Predigt zum 3. Sonntag im Jahreskreis (Mt 4,12-23)

Blühe, wo Gott dich hingepflanzt hat

Im Evangelium, das wir soeben gehört haben, fällt auf, dass viele Orte vorkommen: Galiläa, Nazaret, Karfarnaum, Sebulon, Naftali, die Straße am Meer, das Gebiet jenseits des Jordan, der See von Galiläa, also der See Genezaret. Genau dort hat Gott seinen Sohn Jesus Christus hingepflanzt, und genau dort hat er geblüht: er hat dem Volk, das im Dunkel lebte, das Licht gebracht, er hat die Umkehr gepredigt und vom nahen Himmelreich, und er hat Menschen berufen, ihm zu folgen, ihm zu helfen, die Frohe Botschaft zu verkünden und das Volk von den Krankheiten und Leiden zu heilen.

Von Franz von Sales sind auch eine Menge Orte bekannt: die Berge der französischen Alpen, Thorens, Annecy, Genf, Chablais, der See von Annecy, und viele andere zwischen Paris, Turin und Padua. Das Land Savoyen war das Gebiet, in das er von Gott hineingepflanzt wurde, und wo er blühte: er predigte den Menschen die frohe Botschaft, lud sie zur Umkehr ein, brachte ihnen das Licht des Glaubens, indem er ihnen den Gott der Liebe verkündete, und er suchte sich Mitarbeiter und Mitarbeiterinnen, die ihm bei seinem Wirken halfen: Johanna Franziska von Chantal zum Beispiel und die Schwestern der Heimsuchung Mariens. Er sah die Not der Menschen in seiner Diözese und wollte sie von ihren Krankheiten und Leiden heilen.

Weder Jesus Christus noch Franz von Sales haben sich darüber beklagt, genau an diesen Orten und nicht anderswo hingepflanzt worden zu sein. Zur Zeit Jesu war der Mittelpunkt der Welt Rom und das römische Reich … dieser Landstrich Galiläa war so ziemlich das Unbedeutendste, was die Welt damals zu bieten hatte. Jesus hat sich nie darüber beschwert und Gott gebeten, ihn doch anderswo hinzupflanzen, wo seine Botschaft viel wirkungsvoller verbreitet hätte werden können. Nein, Jesus blühte genau dort, wo Gott ihn hingepflanzt hat.

Und bei Franz von Sales war es ähnlich. Er bekam sogar einmal das Angebot, Erzbischof von Paris zu werden. In der Nähe des französischen Königs hätte er sicher viel mehr Möglichkeiten gehabt, Einfluss auf die Menschen, auf die Kirche, die Politik auszuüben. Er lehnte ab, denn er fühlte, dass sein Ort, wo Gott ihn haben wollte, die eher unbedeutende, kaum bekannte Kleindiözese Annecy war. Dort, und nirgendwo anders sollte er blühen.

____________

Deine Aufgabe: Welche Orte aus dem Evangelium zählt die Predigt im Absatz oben auf, von „Galiläa“ bis „der See von Galiläa“? Nenne alle.

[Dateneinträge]
____________

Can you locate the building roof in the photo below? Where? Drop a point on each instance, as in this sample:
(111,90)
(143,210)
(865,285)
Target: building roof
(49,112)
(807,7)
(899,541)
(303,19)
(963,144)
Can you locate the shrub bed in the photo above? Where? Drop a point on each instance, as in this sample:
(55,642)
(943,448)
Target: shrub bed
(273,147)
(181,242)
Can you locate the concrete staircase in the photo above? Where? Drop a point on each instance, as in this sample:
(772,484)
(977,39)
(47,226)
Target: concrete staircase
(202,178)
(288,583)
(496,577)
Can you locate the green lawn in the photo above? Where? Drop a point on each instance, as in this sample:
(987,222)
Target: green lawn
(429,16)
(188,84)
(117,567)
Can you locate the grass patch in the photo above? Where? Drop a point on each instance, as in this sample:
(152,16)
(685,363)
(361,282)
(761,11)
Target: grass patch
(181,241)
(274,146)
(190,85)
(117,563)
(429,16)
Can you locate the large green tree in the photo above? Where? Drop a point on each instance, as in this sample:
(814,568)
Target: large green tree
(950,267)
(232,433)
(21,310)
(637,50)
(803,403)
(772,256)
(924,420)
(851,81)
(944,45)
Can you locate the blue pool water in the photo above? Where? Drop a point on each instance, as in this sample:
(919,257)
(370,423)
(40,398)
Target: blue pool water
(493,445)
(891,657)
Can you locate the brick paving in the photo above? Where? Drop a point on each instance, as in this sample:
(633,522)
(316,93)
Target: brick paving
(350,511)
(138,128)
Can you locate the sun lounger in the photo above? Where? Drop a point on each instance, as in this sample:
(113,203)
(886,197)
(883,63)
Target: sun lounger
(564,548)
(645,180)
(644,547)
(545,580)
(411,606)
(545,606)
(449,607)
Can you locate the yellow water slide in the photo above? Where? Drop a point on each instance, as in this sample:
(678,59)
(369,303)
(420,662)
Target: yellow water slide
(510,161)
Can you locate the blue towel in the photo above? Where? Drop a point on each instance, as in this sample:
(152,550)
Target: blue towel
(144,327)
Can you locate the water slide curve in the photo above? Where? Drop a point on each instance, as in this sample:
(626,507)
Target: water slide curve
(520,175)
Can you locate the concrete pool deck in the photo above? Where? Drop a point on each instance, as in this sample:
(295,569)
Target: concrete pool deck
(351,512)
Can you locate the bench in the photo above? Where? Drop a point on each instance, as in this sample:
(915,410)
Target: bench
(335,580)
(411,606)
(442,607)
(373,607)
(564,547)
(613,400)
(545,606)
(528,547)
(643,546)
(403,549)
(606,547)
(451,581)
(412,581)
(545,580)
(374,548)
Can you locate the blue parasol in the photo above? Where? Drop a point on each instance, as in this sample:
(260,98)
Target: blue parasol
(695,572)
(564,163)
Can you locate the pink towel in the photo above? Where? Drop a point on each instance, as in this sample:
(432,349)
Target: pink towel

____________

Lösung:
- Galiläa
- Nazaret
- Karfarnaum
- Sebulon
- Naftali
- die Straße am Meer
- das Gebiet jenseits des Jordan
- der See von Galiläa (der See Genezaret)